RAW DATA:
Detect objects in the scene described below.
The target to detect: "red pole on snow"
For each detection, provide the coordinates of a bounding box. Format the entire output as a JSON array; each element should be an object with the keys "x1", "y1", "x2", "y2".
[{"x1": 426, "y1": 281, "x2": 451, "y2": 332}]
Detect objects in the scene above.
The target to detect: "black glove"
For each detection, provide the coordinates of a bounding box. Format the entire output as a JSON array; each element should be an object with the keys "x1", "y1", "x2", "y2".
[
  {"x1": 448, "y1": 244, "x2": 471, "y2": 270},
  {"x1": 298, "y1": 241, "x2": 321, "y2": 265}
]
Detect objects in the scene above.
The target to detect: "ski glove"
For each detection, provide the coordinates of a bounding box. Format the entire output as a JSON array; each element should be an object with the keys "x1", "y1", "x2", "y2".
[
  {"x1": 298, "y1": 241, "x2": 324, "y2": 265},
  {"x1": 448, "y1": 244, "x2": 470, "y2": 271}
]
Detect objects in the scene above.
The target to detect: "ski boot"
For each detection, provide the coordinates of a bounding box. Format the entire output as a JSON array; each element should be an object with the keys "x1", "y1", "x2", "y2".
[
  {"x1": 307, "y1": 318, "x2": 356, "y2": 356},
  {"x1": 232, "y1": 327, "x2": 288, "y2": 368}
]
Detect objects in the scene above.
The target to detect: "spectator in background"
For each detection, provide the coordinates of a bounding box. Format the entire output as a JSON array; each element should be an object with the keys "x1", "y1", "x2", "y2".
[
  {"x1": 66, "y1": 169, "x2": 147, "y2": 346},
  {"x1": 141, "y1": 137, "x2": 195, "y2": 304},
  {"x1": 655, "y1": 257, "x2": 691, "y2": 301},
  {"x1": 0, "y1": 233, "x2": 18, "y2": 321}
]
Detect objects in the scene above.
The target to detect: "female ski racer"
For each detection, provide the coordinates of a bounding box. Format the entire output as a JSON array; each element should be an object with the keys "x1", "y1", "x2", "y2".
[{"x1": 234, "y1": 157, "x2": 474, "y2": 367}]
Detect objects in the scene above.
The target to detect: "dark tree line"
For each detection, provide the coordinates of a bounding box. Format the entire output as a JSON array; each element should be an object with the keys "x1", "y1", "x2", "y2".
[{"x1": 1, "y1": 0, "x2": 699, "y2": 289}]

ASSIGNED TASK:
Using the word "glove" as the filter, copy each matching line from the material.

YOUR SOLUTION:
The target to detect: "black glove"
The target to detect: "ski glove"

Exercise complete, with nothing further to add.